The monthly theme post for PAIL this month is breastfeeding. Being an adoptive mom, I wanted to be sure and get my perspective and opinion out there for other adoptive moms. Making the decision to nurse is a huge decision, whether you're a biological or adoptive mom. It was a decision that I knew I wanted to make... after almost 5 years of infertility, there were a few things I knew I wanted to do if/when we ever had a baby of our own and breast feeding was at the top of that list. It was something that I honestly never thought I'd get the chance to do... until a miracle happened.
On May 19th of last year, we were asked to adopt a baby girl who was due to be born in July. In addition to all the paper work and preparations, I decided that I wanted to at least try to breast feed. With our years of infertility under my belt, I'd had plenty of time on the internet researching everything and had come across information about adoptive nursing. I made an appointment with a very supportive nurse practitioner who gave me loads of information and a prescription for Domperidone.

··········

Activities:
**1.** Rewrite the breastfeeding post from "The monthly theme" to "a miracle happened.", replacing "huge" with "big".
**2.** Please pick up the breastfeeding post after its last sentence and keep writing.

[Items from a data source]
··········

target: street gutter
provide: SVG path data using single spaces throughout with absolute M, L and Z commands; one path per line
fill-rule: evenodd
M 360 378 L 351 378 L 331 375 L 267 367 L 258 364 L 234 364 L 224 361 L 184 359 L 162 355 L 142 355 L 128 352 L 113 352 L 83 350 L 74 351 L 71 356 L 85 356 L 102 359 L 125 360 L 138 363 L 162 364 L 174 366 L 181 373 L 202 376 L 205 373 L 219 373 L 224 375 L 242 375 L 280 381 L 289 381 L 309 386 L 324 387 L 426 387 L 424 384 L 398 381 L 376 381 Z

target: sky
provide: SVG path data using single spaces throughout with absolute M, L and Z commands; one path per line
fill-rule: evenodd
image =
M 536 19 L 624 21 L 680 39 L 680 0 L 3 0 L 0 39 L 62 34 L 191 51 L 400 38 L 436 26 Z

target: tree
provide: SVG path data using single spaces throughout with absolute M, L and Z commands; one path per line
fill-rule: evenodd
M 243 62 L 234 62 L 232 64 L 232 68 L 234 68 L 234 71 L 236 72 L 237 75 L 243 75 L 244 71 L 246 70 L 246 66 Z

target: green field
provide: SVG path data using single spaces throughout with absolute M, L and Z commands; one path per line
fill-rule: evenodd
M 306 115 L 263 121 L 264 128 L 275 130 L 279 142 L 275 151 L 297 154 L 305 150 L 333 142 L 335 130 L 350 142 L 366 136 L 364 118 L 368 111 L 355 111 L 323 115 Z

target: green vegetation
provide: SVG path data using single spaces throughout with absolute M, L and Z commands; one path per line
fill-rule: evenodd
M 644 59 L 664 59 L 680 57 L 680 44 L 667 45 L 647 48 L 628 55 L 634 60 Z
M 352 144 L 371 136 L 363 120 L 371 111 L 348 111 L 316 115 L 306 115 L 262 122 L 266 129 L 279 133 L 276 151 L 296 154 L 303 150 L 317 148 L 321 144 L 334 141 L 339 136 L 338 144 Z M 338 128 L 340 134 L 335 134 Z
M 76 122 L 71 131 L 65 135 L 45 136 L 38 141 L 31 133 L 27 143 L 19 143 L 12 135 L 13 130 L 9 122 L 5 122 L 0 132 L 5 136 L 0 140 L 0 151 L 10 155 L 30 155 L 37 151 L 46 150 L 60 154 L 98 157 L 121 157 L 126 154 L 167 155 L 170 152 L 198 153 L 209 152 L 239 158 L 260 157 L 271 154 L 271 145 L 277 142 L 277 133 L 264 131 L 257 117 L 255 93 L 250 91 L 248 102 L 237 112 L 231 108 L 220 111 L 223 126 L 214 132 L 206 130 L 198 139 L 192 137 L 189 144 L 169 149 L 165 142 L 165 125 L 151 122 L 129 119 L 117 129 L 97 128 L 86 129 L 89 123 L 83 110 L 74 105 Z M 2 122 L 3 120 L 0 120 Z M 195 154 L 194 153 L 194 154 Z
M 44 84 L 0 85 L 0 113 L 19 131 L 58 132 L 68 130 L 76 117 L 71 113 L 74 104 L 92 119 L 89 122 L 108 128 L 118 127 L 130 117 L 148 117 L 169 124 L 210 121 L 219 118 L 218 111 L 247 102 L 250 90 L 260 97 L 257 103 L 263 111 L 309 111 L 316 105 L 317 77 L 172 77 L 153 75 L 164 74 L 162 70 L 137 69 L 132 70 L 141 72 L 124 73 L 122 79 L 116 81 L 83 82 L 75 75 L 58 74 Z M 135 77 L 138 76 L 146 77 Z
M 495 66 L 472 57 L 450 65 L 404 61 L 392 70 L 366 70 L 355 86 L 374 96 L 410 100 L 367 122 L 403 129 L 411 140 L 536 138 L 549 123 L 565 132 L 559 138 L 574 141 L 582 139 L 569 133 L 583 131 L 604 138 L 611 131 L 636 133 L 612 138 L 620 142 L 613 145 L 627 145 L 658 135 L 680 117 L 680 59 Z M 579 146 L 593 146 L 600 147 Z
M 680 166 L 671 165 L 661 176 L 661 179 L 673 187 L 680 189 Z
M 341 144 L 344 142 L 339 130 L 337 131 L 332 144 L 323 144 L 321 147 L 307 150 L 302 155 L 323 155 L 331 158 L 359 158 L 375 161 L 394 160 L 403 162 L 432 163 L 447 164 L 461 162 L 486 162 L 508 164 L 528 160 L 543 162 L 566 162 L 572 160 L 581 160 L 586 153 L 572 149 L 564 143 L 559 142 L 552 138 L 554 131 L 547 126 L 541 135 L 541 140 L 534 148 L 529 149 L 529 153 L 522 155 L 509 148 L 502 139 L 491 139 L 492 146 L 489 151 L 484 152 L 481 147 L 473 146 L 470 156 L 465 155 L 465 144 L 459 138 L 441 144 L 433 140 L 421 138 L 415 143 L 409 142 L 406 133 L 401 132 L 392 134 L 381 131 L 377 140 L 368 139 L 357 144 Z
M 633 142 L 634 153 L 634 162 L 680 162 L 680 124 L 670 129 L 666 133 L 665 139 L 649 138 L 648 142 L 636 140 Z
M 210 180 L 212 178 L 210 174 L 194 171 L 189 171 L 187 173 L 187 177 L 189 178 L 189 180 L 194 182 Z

··········

Outputs in order:
**1.**
The monthly theme post for PAIL this month is breastfeeding. Being an adoptive mom, I wanted to be sure and get my perspective and opinion out there for other adoptive moms. Making the decision to nurse is a big decision, whether you're a biological or adoptive mom. It was a decision that I knew I wanted to make... after almost 5 years of infertility, there were a few things I knew I wanted to do if/when we ever had a baby of our own and breast feeding was at the top of that list. It was something that I honestly never thought I'd get the chance to do... until a miracle happened.

**2.**
I went to the health foods store and stocked up on Fenugreek and Blessed thistle, bought a breast pump and started pumping away. I struggled for five weeks to try and get even the tiniest drop of milk. Finally, on June 21st, I managed to squeeze out a drop from each breast. I was ecstatic!
On June 22nd, my husband and I stood in the delivery room and welcomed our beautiful baby girl into the world. She was placed in my arms within minutes of delivering and I took a deep breath and together, we nursed for the first time. She latched like a champ and I sat there in a rocking chair, nursing my daughter. It was a surreal moment.
While in the hospital, we used a Supplemental Nursing System to make sure she was getting something and went home excited and and positive and ready to continue our breastfeeding journey. And then we went to the pediatrician for the first time. She was not supportive, at all, of an adoptive mother breast feeding. She actually said to me, "There is no way you will ever be able to produce enough milk to feed her. You have to put her on formula today." So, not knowing what would happen (in reference to all the adoption goings-on), we felt like we had no choice but to put her on formula. I still nursed her, but she was on formula about half the time.
I know I had milk. She would pull herself off my breast and grin at me and milk would pour out of her mouth. I never had much success in pumping; I think the most I ever got was about an ounce all total. But after a round of jaundice, her pediatrician continued to pressure us to use formula. And we obliged.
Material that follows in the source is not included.